> **Tugas A**:
Tulis ulang persis baris-baris entri mulai dari baris yang memuat "Would you be able to point out the round" sampai baris terakhir entri, termasuk kedua baris ujungnya.

Pak Irwan Hidayat, Presiden Direktur PT Sido Muncul, sempat menyatakan keheranannya ketika mengadakan perjalanan keliling Eropa beberapa waktu lalu. Di negeri Belanda ia menyaksikan ribuan kincir angin di dirikan di sepanjang pantai sebagai sumber energi alternatif negeri itu. Bagaimana dengan Indonesia yang sebenarnya kaya angin, kaya sinar matahari, kaya sumber panas bumi, kaya gelombang ombak lautan, kaya air dan kaya algae di lautan maupun air tawar? Mengapa kita tidak memanfaatkan itu semua melalui kerjasama ABG. Apalagi Menristek Kusmayanto Kadiman menegaskan bahwa industri masa depan yang cerah adalah industri yang bergerak di bidang pangan, energi dan air.
Artikel opini F. Rahardi di Kompas, Sabtu, 1 Desember 2007 kiranya dapat menyadarkan kita untuk segera merealisasikan sumber energi alternatif pengganti minyak bumi dari bahan fosil yang kini semakin langka dan harganya membubung tinggi. Mari kita manfaatkan kerjasama ABG untuk mewujudkannya. Bersama kita bisa.

> **Entri yang Diberikan**:

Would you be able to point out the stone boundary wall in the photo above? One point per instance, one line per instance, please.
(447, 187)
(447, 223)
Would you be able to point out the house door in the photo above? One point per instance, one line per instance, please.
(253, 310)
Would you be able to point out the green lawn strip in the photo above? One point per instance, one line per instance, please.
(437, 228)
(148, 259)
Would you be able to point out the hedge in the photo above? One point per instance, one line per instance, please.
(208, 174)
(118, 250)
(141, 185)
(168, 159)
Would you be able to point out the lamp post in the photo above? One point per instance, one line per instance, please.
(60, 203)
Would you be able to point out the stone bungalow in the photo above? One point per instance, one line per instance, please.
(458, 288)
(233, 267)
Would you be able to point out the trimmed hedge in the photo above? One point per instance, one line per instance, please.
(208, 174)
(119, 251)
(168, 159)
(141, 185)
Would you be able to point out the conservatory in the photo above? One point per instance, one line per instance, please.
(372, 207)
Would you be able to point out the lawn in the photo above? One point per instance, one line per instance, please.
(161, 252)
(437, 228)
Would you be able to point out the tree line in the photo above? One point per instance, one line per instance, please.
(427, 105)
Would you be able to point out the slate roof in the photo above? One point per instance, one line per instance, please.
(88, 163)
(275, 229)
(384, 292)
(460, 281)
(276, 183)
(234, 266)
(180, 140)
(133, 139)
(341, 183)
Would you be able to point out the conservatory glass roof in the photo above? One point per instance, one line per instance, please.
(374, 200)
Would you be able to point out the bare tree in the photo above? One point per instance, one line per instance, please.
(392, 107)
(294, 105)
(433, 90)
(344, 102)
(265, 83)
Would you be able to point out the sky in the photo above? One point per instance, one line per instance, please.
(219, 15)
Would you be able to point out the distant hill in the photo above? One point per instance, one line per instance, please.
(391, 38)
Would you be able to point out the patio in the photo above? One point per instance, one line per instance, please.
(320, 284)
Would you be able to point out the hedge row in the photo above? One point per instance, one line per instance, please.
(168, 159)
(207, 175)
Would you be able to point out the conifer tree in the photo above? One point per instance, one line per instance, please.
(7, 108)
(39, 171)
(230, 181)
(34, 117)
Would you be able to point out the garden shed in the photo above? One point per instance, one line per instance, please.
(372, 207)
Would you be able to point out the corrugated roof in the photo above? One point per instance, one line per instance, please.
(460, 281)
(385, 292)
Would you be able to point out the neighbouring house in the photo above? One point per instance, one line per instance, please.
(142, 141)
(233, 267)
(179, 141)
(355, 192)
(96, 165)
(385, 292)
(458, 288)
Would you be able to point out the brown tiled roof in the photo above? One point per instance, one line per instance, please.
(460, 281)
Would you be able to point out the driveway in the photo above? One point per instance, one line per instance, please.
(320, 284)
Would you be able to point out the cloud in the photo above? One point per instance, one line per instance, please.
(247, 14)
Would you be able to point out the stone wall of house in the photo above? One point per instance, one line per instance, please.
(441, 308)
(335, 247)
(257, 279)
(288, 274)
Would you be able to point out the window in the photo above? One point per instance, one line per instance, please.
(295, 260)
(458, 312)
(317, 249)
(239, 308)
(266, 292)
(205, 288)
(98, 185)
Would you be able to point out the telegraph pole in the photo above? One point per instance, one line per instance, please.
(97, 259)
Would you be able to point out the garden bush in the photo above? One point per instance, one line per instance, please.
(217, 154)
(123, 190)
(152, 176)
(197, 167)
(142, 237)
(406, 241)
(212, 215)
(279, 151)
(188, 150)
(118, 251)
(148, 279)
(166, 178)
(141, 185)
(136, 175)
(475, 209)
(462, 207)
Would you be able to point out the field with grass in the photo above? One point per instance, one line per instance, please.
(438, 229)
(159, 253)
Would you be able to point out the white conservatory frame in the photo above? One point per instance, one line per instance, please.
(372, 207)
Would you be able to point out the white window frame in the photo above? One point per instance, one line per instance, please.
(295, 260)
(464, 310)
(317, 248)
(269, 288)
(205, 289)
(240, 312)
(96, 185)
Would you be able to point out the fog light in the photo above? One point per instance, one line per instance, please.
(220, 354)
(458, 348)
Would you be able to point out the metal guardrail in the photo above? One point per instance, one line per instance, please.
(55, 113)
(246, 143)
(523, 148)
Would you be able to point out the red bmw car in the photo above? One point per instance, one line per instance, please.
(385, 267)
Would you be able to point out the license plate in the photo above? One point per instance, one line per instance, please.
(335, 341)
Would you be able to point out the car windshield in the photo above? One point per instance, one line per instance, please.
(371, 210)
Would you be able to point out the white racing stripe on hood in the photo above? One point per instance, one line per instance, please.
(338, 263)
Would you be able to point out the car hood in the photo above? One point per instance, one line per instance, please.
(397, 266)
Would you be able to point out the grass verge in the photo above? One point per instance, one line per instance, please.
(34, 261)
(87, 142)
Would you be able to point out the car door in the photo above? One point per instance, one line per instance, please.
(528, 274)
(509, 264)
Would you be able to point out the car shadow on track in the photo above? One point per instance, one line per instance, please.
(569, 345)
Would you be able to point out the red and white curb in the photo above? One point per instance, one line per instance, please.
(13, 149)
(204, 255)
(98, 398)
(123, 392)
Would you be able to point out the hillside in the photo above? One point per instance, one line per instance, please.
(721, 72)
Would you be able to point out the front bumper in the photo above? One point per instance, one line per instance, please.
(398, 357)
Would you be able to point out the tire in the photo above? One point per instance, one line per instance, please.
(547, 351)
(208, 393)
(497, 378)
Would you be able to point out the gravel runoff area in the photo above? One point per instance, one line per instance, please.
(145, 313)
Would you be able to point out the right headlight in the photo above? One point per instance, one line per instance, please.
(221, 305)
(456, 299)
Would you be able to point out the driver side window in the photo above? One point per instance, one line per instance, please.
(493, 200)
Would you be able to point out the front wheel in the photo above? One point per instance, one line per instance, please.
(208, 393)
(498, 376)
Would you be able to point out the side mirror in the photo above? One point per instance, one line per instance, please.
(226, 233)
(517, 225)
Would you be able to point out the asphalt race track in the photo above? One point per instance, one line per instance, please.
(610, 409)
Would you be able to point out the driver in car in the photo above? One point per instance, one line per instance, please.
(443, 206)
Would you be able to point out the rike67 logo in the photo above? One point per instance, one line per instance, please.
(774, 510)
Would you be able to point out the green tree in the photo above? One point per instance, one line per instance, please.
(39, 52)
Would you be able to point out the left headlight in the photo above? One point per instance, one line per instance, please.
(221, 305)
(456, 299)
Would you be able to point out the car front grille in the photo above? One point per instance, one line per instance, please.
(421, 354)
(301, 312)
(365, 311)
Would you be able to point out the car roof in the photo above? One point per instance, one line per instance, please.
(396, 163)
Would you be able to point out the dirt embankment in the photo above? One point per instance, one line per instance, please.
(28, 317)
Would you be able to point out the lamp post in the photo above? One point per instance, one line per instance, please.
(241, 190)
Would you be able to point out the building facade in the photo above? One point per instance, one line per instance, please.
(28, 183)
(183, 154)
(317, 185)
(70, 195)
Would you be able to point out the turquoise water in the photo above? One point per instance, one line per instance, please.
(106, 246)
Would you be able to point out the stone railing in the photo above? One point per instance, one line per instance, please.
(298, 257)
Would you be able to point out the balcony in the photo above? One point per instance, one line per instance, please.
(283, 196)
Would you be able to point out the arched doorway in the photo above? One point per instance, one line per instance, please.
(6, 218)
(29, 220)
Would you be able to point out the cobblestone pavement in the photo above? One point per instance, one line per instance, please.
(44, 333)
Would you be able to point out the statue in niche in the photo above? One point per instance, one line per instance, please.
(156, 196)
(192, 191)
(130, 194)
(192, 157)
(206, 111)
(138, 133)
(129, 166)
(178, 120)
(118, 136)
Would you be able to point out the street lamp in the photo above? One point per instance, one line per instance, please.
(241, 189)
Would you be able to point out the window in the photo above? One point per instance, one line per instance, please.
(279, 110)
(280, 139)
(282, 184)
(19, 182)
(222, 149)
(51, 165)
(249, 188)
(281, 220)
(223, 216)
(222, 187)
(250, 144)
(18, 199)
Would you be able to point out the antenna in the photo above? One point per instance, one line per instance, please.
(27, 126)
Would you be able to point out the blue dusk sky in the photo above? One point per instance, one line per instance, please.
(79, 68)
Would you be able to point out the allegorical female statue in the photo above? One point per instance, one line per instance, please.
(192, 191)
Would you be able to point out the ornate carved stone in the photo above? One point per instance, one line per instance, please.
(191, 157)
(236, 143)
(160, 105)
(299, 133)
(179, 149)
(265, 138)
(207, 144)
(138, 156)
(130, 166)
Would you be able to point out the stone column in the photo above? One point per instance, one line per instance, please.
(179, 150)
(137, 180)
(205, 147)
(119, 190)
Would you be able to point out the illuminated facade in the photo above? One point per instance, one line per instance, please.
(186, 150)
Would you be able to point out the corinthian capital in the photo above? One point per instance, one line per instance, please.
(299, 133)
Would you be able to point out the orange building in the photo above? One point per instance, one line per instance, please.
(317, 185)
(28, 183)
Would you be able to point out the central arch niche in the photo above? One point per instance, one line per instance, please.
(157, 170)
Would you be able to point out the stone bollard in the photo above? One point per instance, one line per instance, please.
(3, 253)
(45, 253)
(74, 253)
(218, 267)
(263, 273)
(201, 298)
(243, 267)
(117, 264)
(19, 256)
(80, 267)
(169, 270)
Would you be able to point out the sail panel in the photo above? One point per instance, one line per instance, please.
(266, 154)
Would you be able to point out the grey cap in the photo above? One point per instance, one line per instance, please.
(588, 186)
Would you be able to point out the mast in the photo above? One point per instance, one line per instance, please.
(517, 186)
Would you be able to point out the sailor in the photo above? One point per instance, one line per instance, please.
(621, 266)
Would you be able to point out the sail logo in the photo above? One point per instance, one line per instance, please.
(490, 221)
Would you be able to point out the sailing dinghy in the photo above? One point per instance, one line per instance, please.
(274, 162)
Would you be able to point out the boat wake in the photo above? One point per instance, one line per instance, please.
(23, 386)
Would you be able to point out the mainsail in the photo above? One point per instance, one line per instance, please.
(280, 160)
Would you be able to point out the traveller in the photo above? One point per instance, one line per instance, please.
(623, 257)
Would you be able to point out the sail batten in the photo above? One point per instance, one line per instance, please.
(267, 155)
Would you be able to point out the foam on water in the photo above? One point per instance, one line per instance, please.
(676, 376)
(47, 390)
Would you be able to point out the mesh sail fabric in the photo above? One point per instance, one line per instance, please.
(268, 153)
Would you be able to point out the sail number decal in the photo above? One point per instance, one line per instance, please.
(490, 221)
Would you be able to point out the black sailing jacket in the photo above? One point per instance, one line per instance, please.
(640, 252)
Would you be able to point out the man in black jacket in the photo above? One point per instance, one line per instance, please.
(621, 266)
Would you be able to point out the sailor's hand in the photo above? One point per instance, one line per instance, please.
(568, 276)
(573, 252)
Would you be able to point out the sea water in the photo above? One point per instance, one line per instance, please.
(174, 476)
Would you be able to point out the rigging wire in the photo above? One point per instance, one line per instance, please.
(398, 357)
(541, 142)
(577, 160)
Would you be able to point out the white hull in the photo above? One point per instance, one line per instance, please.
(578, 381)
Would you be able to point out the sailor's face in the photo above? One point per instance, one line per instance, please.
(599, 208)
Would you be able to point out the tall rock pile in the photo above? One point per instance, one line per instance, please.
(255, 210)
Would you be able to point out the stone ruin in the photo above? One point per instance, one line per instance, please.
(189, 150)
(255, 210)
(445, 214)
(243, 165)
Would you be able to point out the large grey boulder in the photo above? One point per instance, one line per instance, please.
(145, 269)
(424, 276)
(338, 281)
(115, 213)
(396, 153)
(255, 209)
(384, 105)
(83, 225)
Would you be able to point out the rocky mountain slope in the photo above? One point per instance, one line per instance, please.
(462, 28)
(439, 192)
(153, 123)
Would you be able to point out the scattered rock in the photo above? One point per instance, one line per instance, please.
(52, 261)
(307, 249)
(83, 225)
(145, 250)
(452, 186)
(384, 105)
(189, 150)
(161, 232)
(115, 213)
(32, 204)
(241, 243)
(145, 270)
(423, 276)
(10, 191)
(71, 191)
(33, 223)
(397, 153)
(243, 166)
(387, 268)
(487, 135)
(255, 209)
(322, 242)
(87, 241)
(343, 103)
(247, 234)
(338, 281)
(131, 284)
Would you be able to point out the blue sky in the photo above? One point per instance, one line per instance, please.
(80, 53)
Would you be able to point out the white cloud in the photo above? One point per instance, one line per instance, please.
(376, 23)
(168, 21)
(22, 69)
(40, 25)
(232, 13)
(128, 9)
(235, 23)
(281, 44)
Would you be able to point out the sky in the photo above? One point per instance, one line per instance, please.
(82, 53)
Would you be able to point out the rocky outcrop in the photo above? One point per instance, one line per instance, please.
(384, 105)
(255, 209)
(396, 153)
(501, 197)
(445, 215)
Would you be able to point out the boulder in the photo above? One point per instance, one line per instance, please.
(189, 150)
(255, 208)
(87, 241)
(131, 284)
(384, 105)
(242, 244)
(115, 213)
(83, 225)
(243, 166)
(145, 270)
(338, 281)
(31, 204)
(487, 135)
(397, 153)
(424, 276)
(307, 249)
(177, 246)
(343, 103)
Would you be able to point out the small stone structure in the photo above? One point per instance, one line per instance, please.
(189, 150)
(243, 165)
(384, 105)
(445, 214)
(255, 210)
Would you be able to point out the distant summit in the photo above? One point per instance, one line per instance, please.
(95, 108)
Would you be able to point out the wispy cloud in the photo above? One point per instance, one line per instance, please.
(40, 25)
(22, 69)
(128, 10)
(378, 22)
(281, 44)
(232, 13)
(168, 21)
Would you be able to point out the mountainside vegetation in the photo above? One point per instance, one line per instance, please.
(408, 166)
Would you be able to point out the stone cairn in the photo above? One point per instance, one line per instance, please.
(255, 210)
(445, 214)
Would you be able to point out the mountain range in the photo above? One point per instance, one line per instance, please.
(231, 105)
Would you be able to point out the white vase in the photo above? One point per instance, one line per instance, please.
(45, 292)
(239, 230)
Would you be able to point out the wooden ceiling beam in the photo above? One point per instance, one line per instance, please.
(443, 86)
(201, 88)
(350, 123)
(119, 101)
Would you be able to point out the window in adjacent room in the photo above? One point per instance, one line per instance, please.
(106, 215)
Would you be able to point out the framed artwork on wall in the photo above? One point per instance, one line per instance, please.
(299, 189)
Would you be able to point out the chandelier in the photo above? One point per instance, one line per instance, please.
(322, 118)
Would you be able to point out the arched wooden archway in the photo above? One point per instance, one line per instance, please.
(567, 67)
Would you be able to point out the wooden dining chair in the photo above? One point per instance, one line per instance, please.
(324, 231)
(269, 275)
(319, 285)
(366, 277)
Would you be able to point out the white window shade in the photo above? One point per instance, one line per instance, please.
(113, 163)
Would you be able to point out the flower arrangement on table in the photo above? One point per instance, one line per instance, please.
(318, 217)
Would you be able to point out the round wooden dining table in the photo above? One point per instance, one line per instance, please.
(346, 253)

> **Tugas B**:
Tentukan apakah setiap pernyataan berikut sesuai dengan teks pilihan, jawab ya atau tidak, lalu kutip persis kata-kata teks yang menjadi penentunya. (i) Di negeri Belanda, Pak Irwan Hidayat menyaksikan ribuan kincir angin didirikan di sepanjang pantai. (ii) Menristek Kusmayanto Kadiman menyebut industri pariwisata sebagai industri masa depan yang cerah. (iii) Artikel opini F. Rahardi dimuat di Kompas pada hari Sabtu, 1 Desember 2007.

> **Jawaban Lengkap A**:
Would you be able to point out the round wooden dining table in the photo above? One point per instance, one line per instance, please.
(346, 253)

> **Jawaban Lengkap B**:
(i) Ya: "Di negeri Belanda ia menyaksikan ribuan kincir angin di dirikan di sepanjang pantai"
(ii) Tidak: "industri masa depan yang cerah adalah industri yang bergerak di bidang pangan, energi dan air"
(iii) Ya: "Artikel opini F. Rahardi di Kompas, Sabtu, 1 Desember 2007"